*Problem details*
Rewrite the listing below, replacing every "mark the region" with "trace the area" and leaving everything else unchanged.

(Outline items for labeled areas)
↓

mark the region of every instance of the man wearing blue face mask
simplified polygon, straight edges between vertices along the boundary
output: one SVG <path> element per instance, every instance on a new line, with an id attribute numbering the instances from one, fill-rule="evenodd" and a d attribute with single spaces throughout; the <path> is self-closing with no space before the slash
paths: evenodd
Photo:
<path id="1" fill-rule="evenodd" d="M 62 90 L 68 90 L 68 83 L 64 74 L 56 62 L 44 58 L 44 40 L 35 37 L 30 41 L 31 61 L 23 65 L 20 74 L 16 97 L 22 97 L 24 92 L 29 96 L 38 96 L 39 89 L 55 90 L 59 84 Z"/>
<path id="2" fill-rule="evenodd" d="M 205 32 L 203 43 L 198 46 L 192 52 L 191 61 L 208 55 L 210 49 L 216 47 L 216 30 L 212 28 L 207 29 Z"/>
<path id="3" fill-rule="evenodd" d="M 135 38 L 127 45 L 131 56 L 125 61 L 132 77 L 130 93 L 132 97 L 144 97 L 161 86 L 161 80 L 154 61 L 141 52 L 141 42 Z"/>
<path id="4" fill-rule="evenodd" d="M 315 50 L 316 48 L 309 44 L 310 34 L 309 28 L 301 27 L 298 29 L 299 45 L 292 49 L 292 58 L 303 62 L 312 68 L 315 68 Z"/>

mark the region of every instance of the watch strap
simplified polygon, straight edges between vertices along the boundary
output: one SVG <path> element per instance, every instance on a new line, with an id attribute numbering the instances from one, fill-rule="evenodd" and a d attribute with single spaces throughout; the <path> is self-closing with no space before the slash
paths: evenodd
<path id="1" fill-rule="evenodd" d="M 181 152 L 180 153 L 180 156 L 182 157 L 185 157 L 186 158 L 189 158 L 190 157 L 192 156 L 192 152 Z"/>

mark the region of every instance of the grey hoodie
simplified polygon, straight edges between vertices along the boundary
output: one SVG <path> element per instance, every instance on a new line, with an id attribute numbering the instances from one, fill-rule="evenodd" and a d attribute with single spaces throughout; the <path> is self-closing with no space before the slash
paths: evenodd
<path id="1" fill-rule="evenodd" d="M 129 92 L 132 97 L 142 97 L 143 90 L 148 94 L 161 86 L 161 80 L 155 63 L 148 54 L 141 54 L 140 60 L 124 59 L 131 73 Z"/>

↑

*Finished answer*
trace the area of every instance of the man wearing blue face mask
simplified polygon, straight edges between vertices along the boundary
output: one SVG <path> element per instance, every instance on a new line, with an id attribute numbering the instances from one, fill-rule="evenodd" and a d attribute with single spaces throughout; the <path> is self-closing with no space before the slash
paths: evenodd
Photo:
<path id="1" fill-rule="evenodd" d="M 62 90 L 68 90 L 68 83 L 64 74 L 56 62 L 44 58 L 44 40 L 35 37 L 30 41 L 31 61 L 23 65 L 20 74 L 16 97 L 22 97 L 24 92 L 29 96 L 38 96 L 39 89 L 55 90 L 59 84 Z"/>
<path id="2" fill-rule="evenodd" d="M 205 32 L 203 43 L 198 46 L 192 52 L 191 61 L 208 55 L 210 49 L 216 47 L 216 30 L 212 28 L 207 29 Z"/>
<path id="3" fill-rule="evenodd" d="M 135 38 L 127 45 L 131 56 L 125 61 L 132 77 L 130 93 L 132 97 L 144 97 L 161 86 L 161 80 L 154 61 L 141 52 L 141 42 Z"/>
<path id="4" fill-rule="evenodd" d="M 315 50 L 316 48 L 309 44 L 310 34 L 309 28 L 301 27 L 298 29 L 299 45 L 292 49 L 292 58 L 303 62 L 312 68 L 315 68 Z"/>

trace the area of every instance of the watch strap
simplified polygon, straight edges between vertices along the boundary
output: one SVG <path> element per instance, every instance on a new line, with an id attribute numbering the instances from one, fill-rule="evenodd" and a d attribute with single spaces throughout; the <path> is self-closing with no space before the slash
paths: evenodd
<path id="1" fill-rule="evenodd" d="M 181 152 L 180 153 L 180 156 L 182 157 L 185 157 L 186 158 L 189 158 L 190 157 L 192 156 L 192 152 Z"/>

trace the area of every instance of the grey hoodie
simplified polygon, straight edges between vertices along the boundary
output: one SVG <path> element per instance, every instance on a new line, with an id attribute numbering the instances from one, fill-rule="evenodd" and a d attribute with single spaces throughout; the <path> is self-closing with no space before the slash
paths: evenodd
<path id="1" fill-rule="evenodd" d="M 129 92 L 132 97 L 142 97 L 143 90 L 148 94 L 161 86 L 161 80 L 155 63 L 148 54 L 141 54 L 140 60 L 124 59 L 131 73 Z"/>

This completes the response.